### WHAT YOU WILL DO
Extend the text on Barsky's patent litigation practice, picking up after its last sentence.

[Opening DOCUMENT EXTRACT section]

Barsky focuses on high-stakes patent litigation for clients in the biotechnology, pharmaceutical and medical device industries.
“In this area, you are constantly working with really creative, bright people, whether they’re engineers or scientists,” Barsky said. “I love working with them and learning about what it is they do. Also, I got into this field mainly because it scratches an itch I have about technology generally, whether it’s life sciences, semiconductors, or anything in between.”
He recently led the Gibson Dunn trial and appellate teams in securing the largest defense verdict in patent litigation history for clients Merck-Serono and Pfizer, ending a decade-long dispute in which Biogen MA sought more than $5.4 billion in damages for patent infringement in connection with Serono’s leading multiple sclerosis biologic.
In another recent win, Barsky defeated a preliminary injunction in a patent case over electronic aircraft technology for client Archer Aviation. In the closely watched case, Wisk, a Boeing-backed venture, alleged a misappropriation of trade secrets by Archer relating to its electric vertical takeoff and landing (eVTOL) aircraft after numerous engineers left Wisk to join Archer. Wisk Aero LLC v. Archer Aviation Inc., 3:21-cv- 02450 (N.D. Cal. Filed April 6, 2021).

[Closing DOCUMENT EXTRACT section]
[Opening DATASET EXCERPTS section]

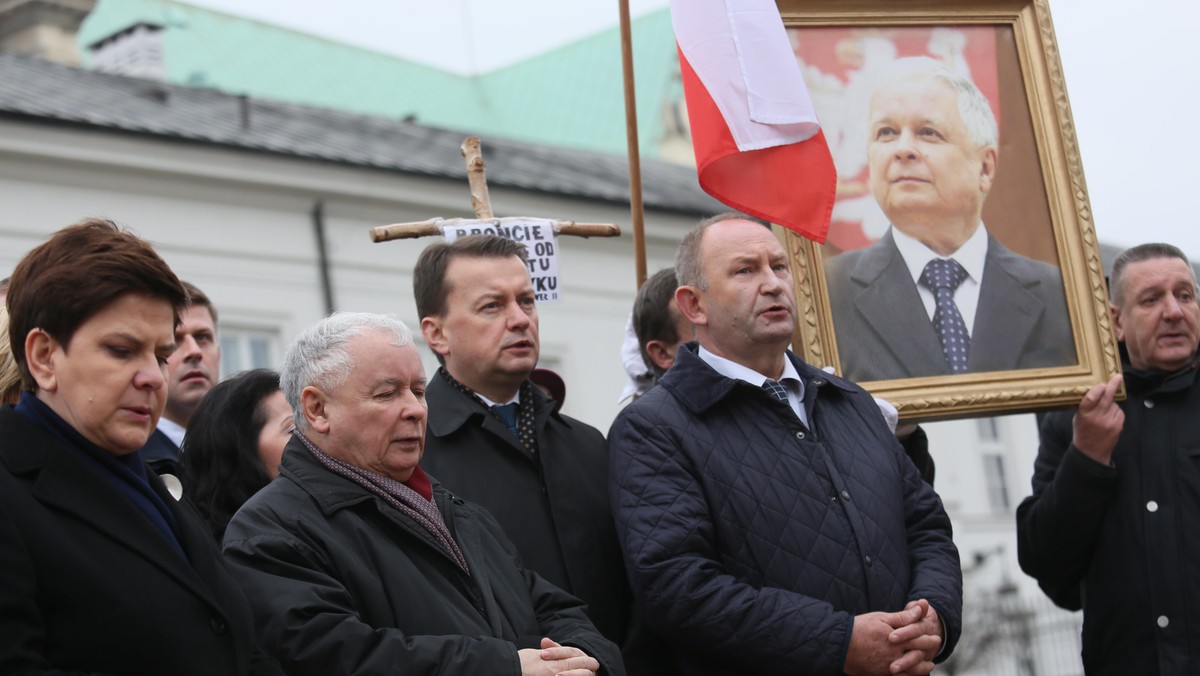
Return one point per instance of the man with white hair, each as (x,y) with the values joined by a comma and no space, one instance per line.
(358,562)
(937,294)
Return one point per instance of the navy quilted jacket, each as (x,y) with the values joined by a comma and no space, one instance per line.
(751,540)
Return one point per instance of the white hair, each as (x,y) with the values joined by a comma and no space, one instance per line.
(973,106)
(318,356)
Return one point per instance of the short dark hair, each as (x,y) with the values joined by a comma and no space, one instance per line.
(430,286)
(221,467)
(689,269)
(1137,255)
(653,318)
(75,274)
(197,297)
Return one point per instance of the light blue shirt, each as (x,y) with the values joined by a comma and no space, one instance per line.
(790,380)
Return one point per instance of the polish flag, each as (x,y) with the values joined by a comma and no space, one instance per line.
(757,142)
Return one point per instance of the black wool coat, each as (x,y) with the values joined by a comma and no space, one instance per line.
(553,506)
(1121,540)
(88,584)
(342,582)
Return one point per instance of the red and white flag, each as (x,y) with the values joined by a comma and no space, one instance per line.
(759,147)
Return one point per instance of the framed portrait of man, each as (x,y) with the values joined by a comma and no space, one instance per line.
(961,273)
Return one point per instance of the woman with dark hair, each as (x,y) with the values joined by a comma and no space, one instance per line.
(234,443)
(102,569)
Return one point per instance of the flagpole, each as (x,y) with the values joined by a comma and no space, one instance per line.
(635,166)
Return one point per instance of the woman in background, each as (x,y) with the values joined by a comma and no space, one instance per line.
(234,443)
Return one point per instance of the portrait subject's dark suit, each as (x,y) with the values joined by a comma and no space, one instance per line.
(88,584)
(885,333)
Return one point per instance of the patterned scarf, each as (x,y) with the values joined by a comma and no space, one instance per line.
(525,417)
(397,495)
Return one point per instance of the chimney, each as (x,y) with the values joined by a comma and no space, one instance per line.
(45,29)
(136,51)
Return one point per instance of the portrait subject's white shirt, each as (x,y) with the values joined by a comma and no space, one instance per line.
(173,430)
(790,380)
(972,256)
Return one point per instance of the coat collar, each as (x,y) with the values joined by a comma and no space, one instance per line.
(450,410)
(1145,382)
(699,387)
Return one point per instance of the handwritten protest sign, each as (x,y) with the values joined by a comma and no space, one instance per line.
(538,237)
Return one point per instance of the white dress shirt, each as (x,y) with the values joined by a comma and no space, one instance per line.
(790,380)
(173,430)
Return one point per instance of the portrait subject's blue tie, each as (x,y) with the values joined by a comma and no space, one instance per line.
(775,388)
(943,277)
(508,414)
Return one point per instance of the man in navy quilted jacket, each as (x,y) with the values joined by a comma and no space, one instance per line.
(771,521)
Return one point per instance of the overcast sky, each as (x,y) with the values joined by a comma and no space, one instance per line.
(1133,82)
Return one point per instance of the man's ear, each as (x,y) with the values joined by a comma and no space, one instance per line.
(660,353)
(433,330)
(988,168)
(691,305)
(313,404)
(40,350)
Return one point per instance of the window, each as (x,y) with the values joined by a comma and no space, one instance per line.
(244,348)
(996,480)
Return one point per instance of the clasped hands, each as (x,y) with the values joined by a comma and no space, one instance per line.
(556,660)
(895,642)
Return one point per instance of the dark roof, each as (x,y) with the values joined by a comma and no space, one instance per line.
(42,91)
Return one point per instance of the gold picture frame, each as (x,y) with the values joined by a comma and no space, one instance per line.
(1047,203)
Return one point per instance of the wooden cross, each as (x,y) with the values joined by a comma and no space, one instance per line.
(483,205)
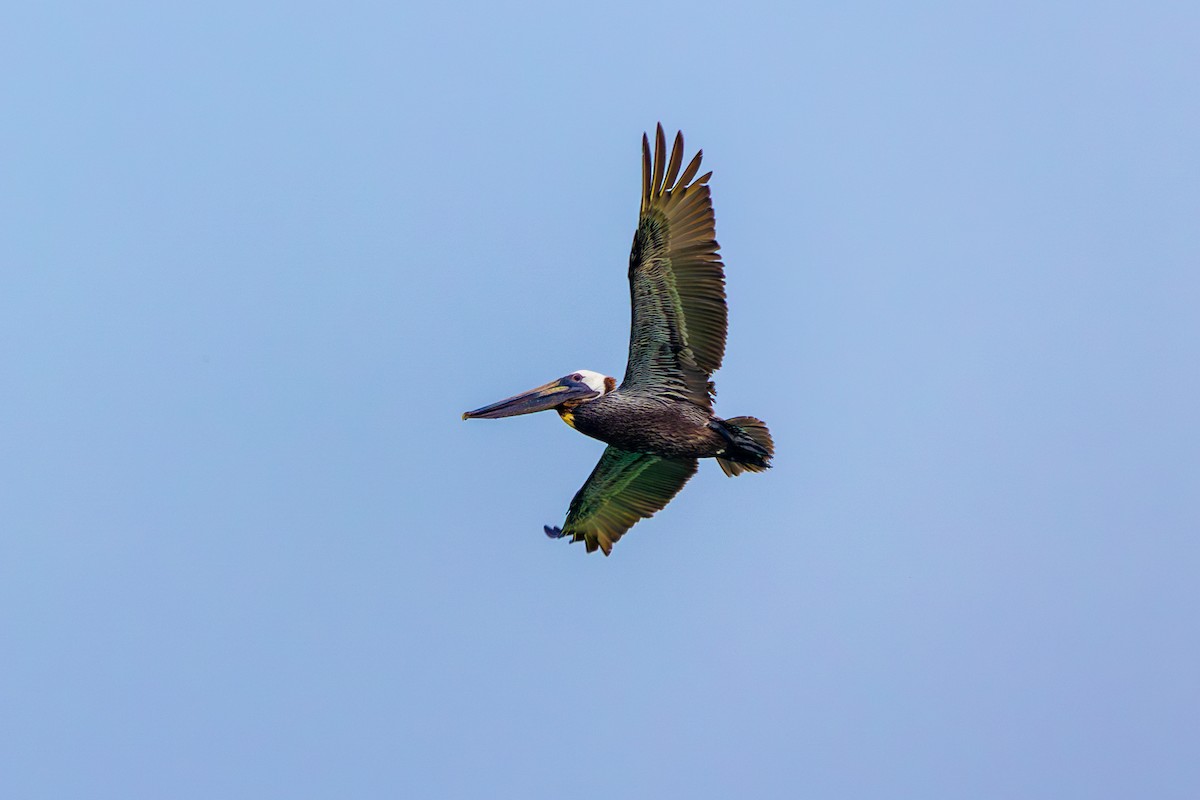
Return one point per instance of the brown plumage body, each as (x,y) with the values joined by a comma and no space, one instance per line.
(660,420)
(640,422)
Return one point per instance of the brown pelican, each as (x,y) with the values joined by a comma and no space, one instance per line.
(660,420)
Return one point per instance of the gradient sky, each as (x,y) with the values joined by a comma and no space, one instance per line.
(257,259)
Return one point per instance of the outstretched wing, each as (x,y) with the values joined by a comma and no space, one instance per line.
(676,280)
(623,488)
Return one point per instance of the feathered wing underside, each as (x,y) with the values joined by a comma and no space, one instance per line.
(622,489)
(676,280)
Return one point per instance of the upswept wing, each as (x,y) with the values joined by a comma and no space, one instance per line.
(623,488)
(676,280)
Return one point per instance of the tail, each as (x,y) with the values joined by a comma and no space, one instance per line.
(750,446)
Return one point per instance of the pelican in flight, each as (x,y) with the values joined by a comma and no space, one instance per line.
(659,421)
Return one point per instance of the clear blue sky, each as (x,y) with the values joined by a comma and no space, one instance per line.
(258,258)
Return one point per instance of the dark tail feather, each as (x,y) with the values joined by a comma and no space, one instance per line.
(750,446)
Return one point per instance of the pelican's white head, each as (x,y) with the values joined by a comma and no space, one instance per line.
(563,395)
(594,380)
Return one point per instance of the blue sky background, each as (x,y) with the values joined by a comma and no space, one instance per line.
(258,258)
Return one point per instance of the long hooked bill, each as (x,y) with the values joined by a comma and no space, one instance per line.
(537,400)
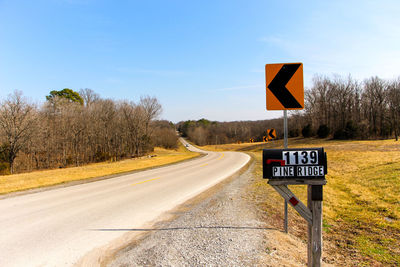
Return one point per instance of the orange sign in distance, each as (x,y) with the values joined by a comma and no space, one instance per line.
(284,86)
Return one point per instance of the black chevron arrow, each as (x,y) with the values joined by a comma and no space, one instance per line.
(271,133)
(278,86)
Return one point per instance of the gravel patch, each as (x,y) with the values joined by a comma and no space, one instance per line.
(220,230)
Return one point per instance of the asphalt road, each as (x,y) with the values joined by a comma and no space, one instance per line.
(75,225)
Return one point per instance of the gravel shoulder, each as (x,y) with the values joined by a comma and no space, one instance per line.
(221,227)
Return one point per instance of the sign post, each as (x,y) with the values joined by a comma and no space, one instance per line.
(300,166)
(304,166)
(285,91)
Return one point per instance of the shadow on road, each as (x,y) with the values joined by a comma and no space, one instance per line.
(185,228)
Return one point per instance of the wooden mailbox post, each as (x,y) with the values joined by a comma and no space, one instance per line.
(300,166)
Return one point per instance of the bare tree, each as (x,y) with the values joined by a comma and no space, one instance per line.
(89,96)
(17,120)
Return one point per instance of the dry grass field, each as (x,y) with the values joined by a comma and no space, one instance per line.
(36,179)
(361,207)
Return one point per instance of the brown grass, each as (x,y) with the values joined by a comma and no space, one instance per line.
(36,179)
(361,199)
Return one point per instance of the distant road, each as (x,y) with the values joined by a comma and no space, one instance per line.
(63,227)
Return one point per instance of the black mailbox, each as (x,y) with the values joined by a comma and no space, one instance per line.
(294,163)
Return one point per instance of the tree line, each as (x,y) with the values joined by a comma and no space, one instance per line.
(335,107)
(71,129)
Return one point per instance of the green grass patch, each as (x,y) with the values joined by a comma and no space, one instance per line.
(361,207)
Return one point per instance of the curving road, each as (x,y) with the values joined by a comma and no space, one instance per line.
(62,227)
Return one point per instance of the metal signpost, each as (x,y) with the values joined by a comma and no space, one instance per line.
(283,167)
(300,166)
(285,91)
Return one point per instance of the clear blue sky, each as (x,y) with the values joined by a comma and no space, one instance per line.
(199,58)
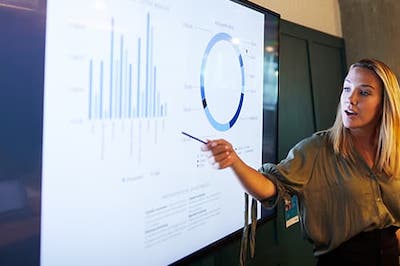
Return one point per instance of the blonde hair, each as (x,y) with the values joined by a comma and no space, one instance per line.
(387,158)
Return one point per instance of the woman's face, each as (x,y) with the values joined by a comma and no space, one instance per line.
(361,100)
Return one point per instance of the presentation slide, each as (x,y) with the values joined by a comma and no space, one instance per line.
(121,184)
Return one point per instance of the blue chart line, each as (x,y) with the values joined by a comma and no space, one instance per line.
(126,96)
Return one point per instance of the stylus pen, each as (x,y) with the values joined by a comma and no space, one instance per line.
(193,137)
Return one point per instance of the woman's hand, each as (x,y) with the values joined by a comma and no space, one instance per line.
(223,154)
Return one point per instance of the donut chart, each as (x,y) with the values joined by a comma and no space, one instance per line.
(221,37)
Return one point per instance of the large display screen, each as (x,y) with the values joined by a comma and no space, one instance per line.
(112,176)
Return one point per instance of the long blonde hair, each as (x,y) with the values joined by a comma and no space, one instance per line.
(387,158)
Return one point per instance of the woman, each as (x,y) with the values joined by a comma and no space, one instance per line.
(347,178)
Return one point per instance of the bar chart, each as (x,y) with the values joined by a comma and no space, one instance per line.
(119,93)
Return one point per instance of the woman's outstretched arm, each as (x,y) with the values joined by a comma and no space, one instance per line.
(253,181)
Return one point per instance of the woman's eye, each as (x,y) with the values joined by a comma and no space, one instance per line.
(364,93)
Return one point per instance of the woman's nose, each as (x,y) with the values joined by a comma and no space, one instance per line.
(352,97)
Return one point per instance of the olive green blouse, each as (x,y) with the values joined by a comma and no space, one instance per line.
(338,197)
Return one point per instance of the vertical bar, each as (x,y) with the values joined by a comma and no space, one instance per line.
(151,85)
(138,82)
(111,65)
(116,101)
(90,87)
(158,105)
(147,64)
(130,92)
(121,55)
(101,90)
(154,91)
(126,85)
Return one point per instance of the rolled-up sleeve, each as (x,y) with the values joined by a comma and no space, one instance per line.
(293,173)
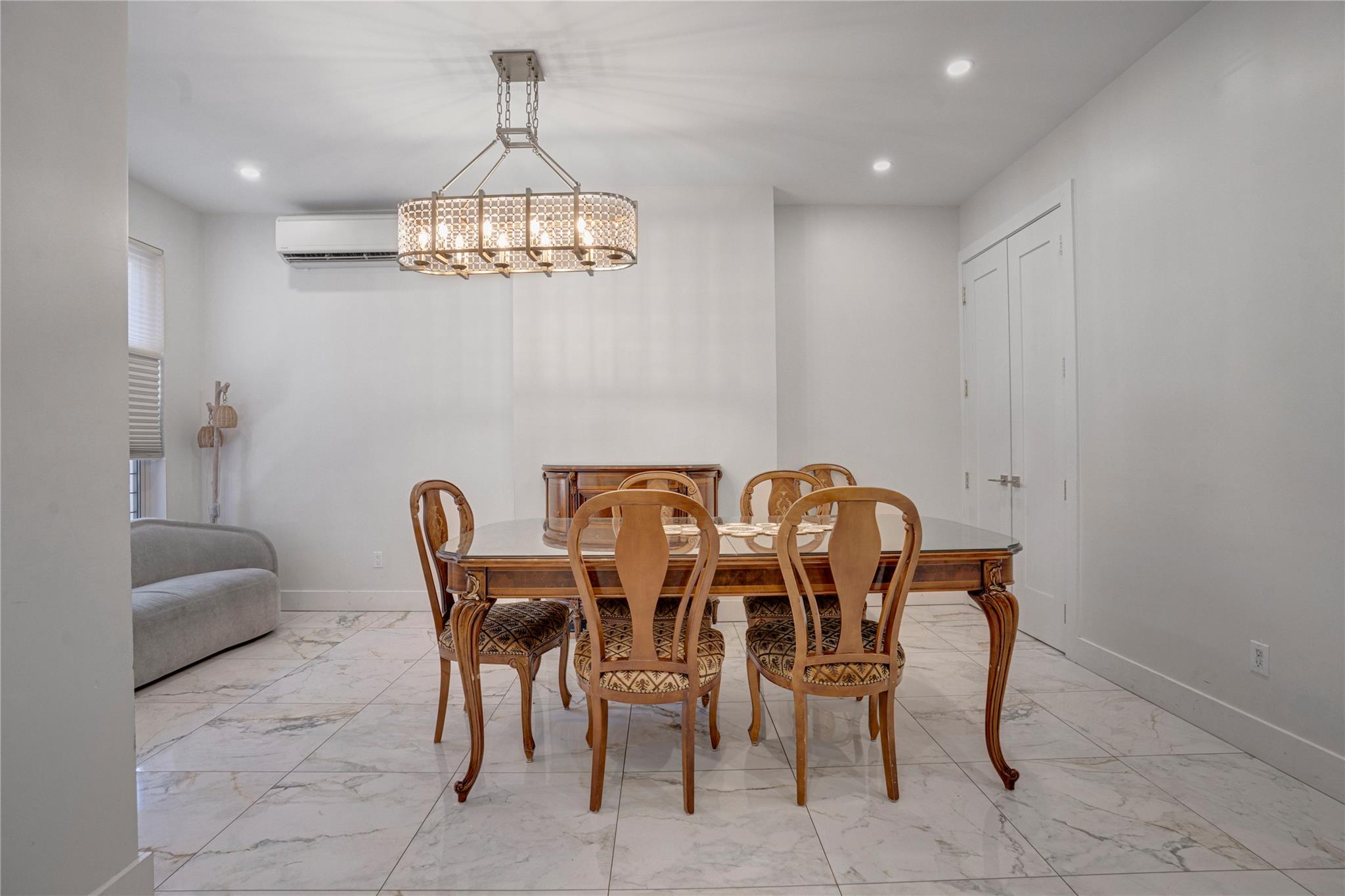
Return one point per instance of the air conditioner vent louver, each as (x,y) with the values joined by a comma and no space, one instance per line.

[Closing DATASET EXCERPTS section]

### ANSWER TO THIS EXERCISE
eVTOL aircraft, Barsky explained, are built for urban air mobility and often referred to as flying taxis in the press. The first target markets are large cities like Los Angeles and the San Francisco Bay area, where eVTOLs promise to ease traffic congestion, lower emissions and get passengers to their destinations in record time.
“Wisk is a company that has explored this space for a number of years, whereas Archer was a startup that got going in 2019, and hired away a bunch of Wisk former engineers. That was met with a claim of trade secret theft,” Barsky said.
In August, Wisk accused Archer of massive theft of several patents and dozens of Wisk’s trade secrets related to virtually every major system on the aircraft, and sought to shut down the development of Archer’s prototype. Archer was also preparing to go public at the time. The case went to a preliminary injunction hearing after a “frenzied” expedited discovery, involving a number of depositions and hundreds of thousand pages of documents.
“What we did was to methodically establish that as to each and every one of those systems, we were not relying on any Wisk information, and in many respects had either independently developed our own systems or purchased the technology being challenged from third parties,” he said. “We were fortunate to have a judge who was very discerning, and did not react to the optics of a number of engineers having left Wisk to join Archer.”
The case has a trial date set in early 2023.